═══ DATA FOR THIS EXERCISE
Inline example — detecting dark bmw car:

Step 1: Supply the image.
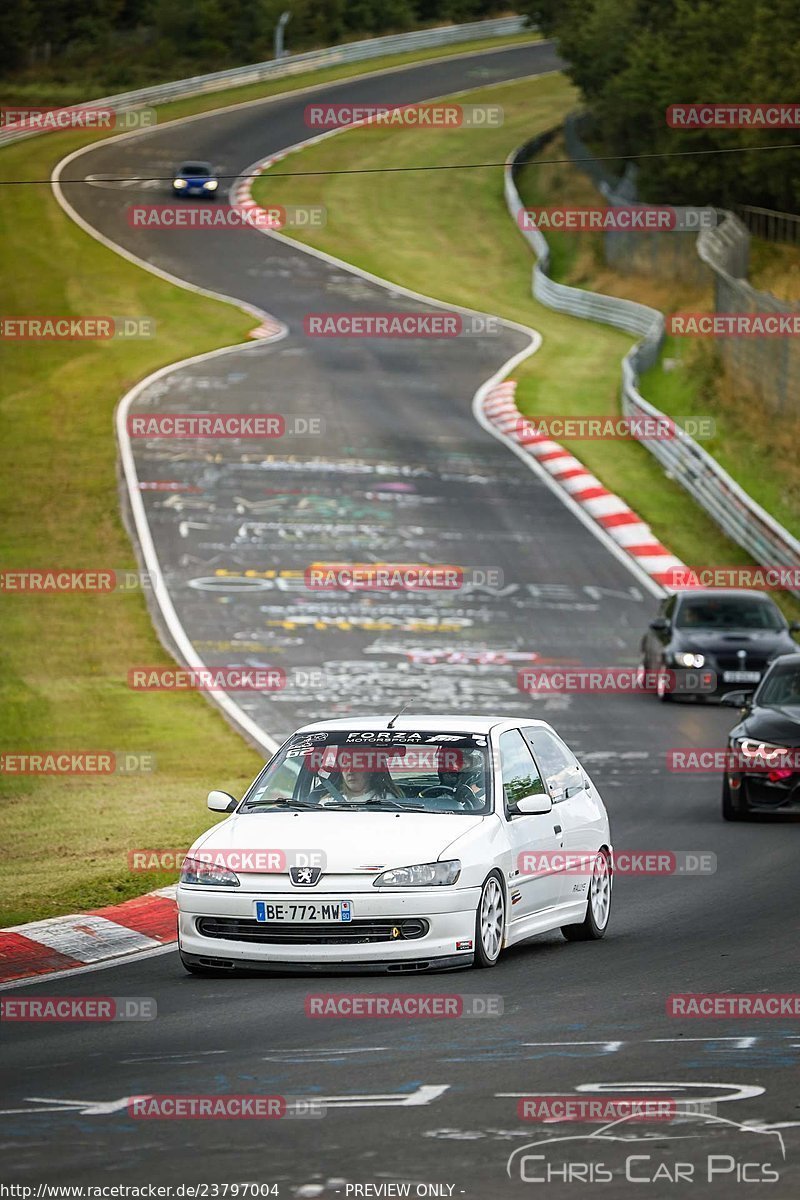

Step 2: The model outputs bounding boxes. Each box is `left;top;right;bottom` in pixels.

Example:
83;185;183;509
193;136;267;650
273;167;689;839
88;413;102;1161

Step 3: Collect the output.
173;161;219;200
642;588;800;700
722;654;800;821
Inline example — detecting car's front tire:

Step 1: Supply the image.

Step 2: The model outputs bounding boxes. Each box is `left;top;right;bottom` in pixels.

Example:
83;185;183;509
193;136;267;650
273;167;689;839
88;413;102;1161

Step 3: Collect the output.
561;848;612;942
475;875;506;967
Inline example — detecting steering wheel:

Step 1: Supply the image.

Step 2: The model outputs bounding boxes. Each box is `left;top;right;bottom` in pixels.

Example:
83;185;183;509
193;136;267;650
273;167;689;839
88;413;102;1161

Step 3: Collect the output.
453;784;483;812
318;775;348;804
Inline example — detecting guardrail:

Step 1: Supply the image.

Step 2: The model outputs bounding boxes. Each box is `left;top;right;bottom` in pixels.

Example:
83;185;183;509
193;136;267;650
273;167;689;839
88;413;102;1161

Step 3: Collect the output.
505;130;800;598
736;204;800;246
0;17;530;145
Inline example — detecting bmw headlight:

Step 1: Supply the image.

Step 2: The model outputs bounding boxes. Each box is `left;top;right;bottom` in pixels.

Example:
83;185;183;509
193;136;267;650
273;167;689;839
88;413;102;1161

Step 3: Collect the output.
673;650;705;667
373;858;461;888
181;854;239;888
736;738;792;763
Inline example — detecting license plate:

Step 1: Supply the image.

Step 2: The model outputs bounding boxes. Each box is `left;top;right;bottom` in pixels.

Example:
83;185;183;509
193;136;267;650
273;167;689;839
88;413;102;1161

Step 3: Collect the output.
255;900;353;924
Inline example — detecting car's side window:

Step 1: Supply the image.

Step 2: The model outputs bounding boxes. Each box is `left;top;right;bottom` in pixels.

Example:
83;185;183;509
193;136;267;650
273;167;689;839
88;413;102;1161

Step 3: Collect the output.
500;730;547;816
522;725;584;804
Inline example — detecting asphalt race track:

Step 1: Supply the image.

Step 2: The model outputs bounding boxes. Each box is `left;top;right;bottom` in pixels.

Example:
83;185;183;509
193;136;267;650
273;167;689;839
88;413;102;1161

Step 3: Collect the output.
2;44;800;1200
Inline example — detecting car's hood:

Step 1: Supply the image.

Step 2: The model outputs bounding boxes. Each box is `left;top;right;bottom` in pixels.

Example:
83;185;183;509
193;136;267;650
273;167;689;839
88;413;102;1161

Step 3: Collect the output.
192;811;483;874
675;629;787;654
741;704;800;746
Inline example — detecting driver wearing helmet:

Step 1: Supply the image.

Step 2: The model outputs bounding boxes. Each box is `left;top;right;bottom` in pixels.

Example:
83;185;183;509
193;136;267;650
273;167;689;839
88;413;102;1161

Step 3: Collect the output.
438;746;486;799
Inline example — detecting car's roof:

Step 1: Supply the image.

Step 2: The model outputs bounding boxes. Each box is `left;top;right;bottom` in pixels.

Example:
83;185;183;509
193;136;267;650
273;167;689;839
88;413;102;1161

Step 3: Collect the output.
675;588;775;604
297;713;547;733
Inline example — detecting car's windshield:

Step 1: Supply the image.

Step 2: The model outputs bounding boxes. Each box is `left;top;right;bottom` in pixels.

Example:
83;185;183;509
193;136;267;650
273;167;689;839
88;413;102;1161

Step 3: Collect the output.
675;596;783;629
240;730;489;814
756;665;800;708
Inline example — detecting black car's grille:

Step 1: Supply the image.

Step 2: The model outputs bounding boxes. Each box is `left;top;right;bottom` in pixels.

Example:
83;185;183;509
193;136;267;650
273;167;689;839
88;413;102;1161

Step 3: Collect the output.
197;917;431;946
714;650;769;671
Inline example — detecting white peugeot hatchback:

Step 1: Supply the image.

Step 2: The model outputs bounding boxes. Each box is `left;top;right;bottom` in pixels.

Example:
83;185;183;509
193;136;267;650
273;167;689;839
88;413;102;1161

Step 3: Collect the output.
178;715;612;974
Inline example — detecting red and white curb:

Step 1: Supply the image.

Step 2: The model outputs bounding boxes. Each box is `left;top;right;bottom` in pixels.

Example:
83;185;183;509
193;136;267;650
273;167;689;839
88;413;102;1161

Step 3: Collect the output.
0;887;178;983
483;379;685;590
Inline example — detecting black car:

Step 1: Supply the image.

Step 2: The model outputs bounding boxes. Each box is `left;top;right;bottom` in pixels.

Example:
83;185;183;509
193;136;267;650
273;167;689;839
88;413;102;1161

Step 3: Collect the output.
722;654;800;821
173;160;219;200
642;588;800;700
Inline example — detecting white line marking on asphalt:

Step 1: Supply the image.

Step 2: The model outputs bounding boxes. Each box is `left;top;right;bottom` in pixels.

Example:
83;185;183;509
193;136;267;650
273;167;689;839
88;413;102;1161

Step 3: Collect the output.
0;942;178;991
0;1084;450;1116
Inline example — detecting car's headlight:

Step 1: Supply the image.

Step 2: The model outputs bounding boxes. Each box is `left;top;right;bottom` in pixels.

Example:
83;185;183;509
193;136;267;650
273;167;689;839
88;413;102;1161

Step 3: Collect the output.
══════
**DIRECTIONS FOR THIS TASK:** Copy the material between the lines holding "Inline example — detecting car's front" and "475;875;506;967", inclusive, multiplying every bounding-box coordinate in the collected output by 1.35 and rounding to whole numbers, with halves rounded up. Leave all other lines unchanged, including the coordinates listed under "Example:".

**EXERCISE RESPONSE:**
Inline example — detecting car's front tire:

Step 1: Supply the image.

Step 2: The model outputs bounding boxes. Each box is `left;top;right;bottom` in pixels.

Example:
83;185;183;509
193;136;267;650
273;167;689;839
88;413;102;1161

Step 3: Collect the output.
757;1145;826;1272
641;1181;683;1305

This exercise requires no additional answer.